▶ Text to read:
--------

On September 21-23, 2001, Northern Illinois University (NIU), U.S.A. and the International Ramayana Institute of North America held the 2001 Ramayana Conference in DeKalb, Illinois. The objective of the conference was to enable interaction among students, faculty members and other conference attendees. The entire program also had strong support from Asian and other communities in DeKalb as well as from communities within a 75-mile-radius of DeKalb.
The Ramayana fair and conference are very unique events because they cut across the cultural, religious, language and regional barriers of India, Indonesia, Thailand and Myanmar (Burma). The entire program consisted of three parts. The first part on Friday and Saturday included scholarly papers from seven different countries of the world, that is, India, Indonesia, Thailand, Myanmar (Burma), the U.S., Belgium and France. The conference also included scholars from seven different U.S. states including Illinois, Wisconsin, Michigan, Iowa, California, New York and New Jersey.
The second part included a teachers' workshop, which was held on Saturday afternoon, and the presentations featured teaching Ramayana to students of different levels. The regions featured included India, Southeast Asia and Mindanao Island in the Philippines.
The third part was the Ramayana Fair, which was held on Sunday, September 23. It included food, exhibitions and six hours of nonstop performances from India, Indonesia, Thailand and other parts of Southeast Asia. The Indian part included Kuchipudi, Bharat Natyam and Katthak Style dances.
The objectives of the conference, teachers' workshop and the Ramayana Fair was to enable the interaction among scholars,students, attendees and faculty members, which may eventually result in joint research and student and scholar exchange, and to foster closer ties among the countries and cultures participating in the conference.
The teachers' workshop had three sessions on Saturday afternoon. Mrs. Rashmi Gandhi, a teacher at Hoover Elementary School in Schaumburg, Illinois and Mrs. Poonam Singh, a teacher at Reskin Elementary School in Glendale Heights, Illinois gave a Microsoft PowerPoint presentation with Ramayana story visuals on how to teach students the Ramayana story.
Syracuse University had a representative, Mr. Jishnu Shankar, who indicated that the university has special programs like puppet making, in association with a local puppet museum in Syracuse, New York, that are used to teach students Ramayana.

--------

Data listing

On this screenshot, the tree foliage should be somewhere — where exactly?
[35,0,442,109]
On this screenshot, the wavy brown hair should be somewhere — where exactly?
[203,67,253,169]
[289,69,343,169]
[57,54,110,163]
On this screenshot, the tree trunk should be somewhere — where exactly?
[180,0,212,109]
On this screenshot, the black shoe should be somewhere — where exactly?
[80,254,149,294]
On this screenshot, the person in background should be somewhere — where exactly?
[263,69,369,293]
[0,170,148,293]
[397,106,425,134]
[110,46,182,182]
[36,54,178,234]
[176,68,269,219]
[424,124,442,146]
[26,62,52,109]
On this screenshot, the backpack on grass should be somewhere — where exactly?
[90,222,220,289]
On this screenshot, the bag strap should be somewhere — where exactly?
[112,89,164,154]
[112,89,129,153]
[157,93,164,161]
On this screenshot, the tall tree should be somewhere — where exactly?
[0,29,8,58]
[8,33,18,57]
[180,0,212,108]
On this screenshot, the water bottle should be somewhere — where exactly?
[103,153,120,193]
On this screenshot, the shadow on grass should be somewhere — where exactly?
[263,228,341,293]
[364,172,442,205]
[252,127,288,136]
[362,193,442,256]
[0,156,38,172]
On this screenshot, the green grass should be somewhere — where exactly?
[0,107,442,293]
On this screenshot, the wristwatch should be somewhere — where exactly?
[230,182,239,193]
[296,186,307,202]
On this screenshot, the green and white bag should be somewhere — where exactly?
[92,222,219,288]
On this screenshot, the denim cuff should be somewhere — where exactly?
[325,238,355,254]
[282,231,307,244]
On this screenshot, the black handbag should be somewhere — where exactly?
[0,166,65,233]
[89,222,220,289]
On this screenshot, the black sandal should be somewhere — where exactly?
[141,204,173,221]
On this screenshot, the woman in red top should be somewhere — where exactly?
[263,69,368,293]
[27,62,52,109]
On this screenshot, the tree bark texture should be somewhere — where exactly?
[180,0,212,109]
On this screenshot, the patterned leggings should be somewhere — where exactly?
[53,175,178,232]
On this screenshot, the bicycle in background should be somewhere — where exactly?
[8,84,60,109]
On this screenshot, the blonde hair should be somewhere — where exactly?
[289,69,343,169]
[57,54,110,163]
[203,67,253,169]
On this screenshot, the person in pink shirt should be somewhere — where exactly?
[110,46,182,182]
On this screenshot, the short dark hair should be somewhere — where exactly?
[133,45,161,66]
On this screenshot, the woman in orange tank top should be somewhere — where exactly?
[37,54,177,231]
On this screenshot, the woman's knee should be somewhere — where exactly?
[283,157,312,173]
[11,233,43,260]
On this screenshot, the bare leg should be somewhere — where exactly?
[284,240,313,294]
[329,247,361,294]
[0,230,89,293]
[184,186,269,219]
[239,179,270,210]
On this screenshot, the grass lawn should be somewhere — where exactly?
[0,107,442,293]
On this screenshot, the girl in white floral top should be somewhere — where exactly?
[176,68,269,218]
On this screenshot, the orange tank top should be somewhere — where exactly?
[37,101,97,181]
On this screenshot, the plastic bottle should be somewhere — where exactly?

--------

▶ Exercise task:
Pick up the account of the 2001 Ramayana Conference in DeKalb where it stops, and write what comes next.

▶ Result for this exercise:
Ms. Neha Trivedi, a graduate student from Northern Illinois University, presented the workshop with course material used by Syracuse University. Mr. Rey Ty, another NIU graduate student, presented coursework using Mindanao Island's (Philippines) local Ramayana.
Dr. Robert Goldman of the University of California, Berkeley was one of the keynote speakers of the conference, and he covered Valmiki's values in India and beyond. Dr. Goldman specifically covered the impact of the Ramayana in Southeast Asia. His keynote address included Sanskrit Sloka to back up his statements. Dr. Goldman has published two of the five volumes of Valmiki Ramayana in English. He is considered one of the top Ramayana scholars who leads research at the University of California, Berkeley. One of his students, who obtained his master's in sanskrit from the University of Chicago, is researching folklore related to Vishwamitra in Mahasrastra, India.
The second keynote speaker, Dr. Philip Lutgendorf from the Department of Asian Languages and Literature at the University of Iowa, had a very interesting presentation on Hanuman. His presentation included several dozen slides from India that depicted how Hanuman is one of the most worshipped gods in India. His visuals included different temples, sculptures, paintings and other forms of Indian artwork related to Hanuman.
Among the other U.S. speakers was Dr. Amita Sinha, associate professor, from the University of Illinois at Urbana-Champaign whose presentation included several visuals depicting the use of landscapes in the Ramayana paintings of India. Patricia Henry of Northern Illinois University covered Indonesian Ramayana. Saw Tun from Northern Illinois University talked about the Burmese Ramayana. Dr. Phyllis Herman from California State University in Northridge presented a paper on Sita Rasoi shrines in modern India. Mark A. Oliver and Ronit Ricci from the University of Michigan talked about the university's several years of research efforts on the Indonesian Ramayana. Dr. and Mrs. Rao from the University of Wisconsin, Oshkosh were learned contributors to the entire conference. Their own presentation on Rama and Sita's return journey in the Indonesian Ramayana was well received. At every session that they attended they participated actively in the discussions that followed the presentations.
Dr. V. Raja Bandaru, an independent scholar from New Jersey, gave a presentation on the Poetic Portrayal of Characters in Ramayana.
We had three scholars from Indonesia, one from Bali and two from Jakarta. Dr. Budya Pradipta from the University of Indonesia, Jakarta presented a paper on Ramayana as a Vehicle for the Dissemination of Universal Humanitarian Values. Dr. Wahyati Pradipta, a professor at the University of Indonesia, Jakarta presented a paper on Sita's attitude of Silent Rebellion. She compared Sita's situation to that of the current president of Indonesia. Her analysis indicated that the president launched a silent rebellion against the ex-president to accomplish her objectives in providing Indonesia a healthy political administration.
Dr. Somvir, another scholar from Udayana University in Bali, Indonesia talked about the Indonesian Ramayana. Dr. Somvir is a Sanskrit scholar and has worked extensively on Indonesian Ramayana.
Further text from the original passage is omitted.